■ **EXERCISE**
Please rewrite the records below, changing "photograph" to "image" everywhere and leaving everything else as it is. Omit the pictures from your answer.

———

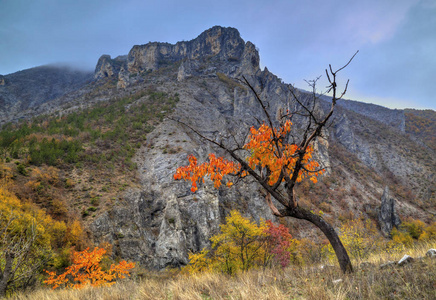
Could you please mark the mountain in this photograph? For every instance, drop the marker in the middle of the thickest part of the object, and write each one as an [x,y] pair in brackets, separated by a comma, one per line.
[30,88]
[118,179]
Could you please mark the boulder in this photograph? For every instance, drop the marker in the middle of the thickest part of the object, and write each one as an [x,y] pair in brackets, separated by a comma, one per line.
[388,264]
[431,253]
[387,215]
[405,260]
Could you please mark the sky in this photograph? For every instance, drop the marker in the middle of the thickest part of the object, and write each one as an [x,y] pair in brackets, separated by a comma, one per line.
[297,40]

———

■ **EXERCISE SOLUTION**
Could you please mark the mountain in this image? For every instance, drop the marker in the middle of the thickest part of the object, and write each one as an [x,y] pair in brackets, separated by a comma, one per line.
[30,88]
[118,179]
Could you please mark the boulder in this image? For every instance, drop the marker in the middle of the thickest part of the object, and write each one as an [x,y] pair in brackets, separated by a comma, one per line.
[388,264]
[431,253]
[387,215]
[405,260]
Could you please mark the sky in this image? For every instance, drop the marker in the middle of the thickest part of the object, and write each one as an [x,y] pair in brackets, separated by a comma, one per line.
[297,40]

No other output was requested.